**PROMPT**
Filter the lines below and copy each one that contains the word "rocky". Treat uppercase and lowercase as different.

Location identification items

*****

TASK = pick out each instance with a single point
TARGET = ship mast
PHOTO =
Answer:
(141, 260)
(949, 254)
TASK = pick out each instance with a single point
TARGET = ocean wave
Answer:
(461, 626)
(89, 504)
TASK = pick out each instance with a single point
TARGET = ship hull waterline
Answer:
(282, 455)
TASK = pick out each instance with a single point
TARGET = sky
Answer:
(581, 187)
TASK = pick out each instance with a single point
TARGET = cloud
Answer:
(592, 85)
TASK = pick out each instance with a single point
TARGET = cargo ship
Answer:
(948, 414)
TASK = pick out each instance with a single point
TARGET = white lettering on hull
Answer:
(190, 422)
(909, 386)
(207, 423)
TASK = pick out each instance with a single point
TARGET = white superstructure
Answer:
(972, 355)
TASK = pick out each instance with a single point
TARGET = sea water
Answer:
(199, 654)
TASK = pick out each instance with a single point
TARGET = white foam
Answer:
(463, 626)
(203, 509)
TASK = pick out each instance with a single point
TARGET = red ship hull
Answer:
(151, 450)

*****

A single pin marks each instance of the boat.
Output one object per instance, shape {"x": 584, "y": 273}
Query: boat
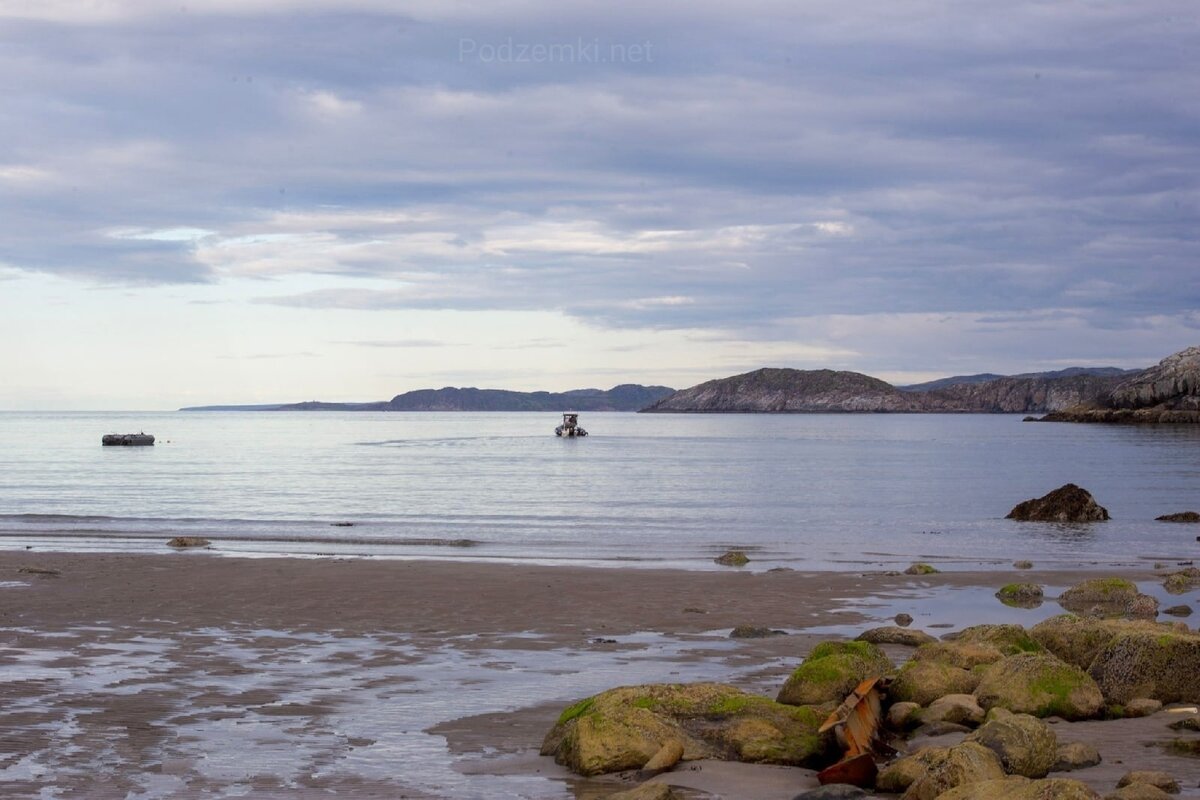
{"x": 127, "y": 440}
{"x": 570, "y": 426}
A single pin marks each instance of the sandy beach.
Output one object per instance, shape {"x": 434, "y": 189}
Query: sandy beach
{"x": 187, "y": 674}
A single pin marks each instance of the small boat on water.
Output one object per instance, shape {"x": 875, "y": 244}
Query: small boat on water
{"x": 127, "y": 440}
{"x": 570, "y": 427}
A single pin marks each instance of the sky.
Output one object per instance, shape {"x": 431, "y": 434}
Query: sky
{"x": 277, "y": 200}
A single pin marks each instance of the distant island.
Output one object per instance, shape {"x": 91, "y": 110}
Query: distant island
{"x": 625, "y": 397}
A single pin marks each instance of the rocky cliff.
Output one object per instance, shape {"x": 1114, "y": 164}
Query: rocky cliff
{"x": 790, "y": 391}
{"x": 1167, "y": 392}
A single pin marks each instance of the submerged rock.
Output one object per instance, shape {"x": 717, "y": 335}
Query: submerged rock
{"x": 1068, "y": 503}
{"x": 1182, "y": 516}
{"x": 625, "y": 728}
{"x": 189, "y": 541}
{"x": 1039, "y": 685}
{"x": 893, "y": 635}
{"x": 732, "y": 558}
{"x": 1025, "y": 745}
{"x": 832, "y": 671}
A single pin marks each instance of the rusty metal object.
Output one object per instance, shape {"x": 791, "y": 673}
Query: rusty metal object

*****

**FINISHED TASK**
A single pin marks each instance of the rocky cliff.
Query: rocky cliff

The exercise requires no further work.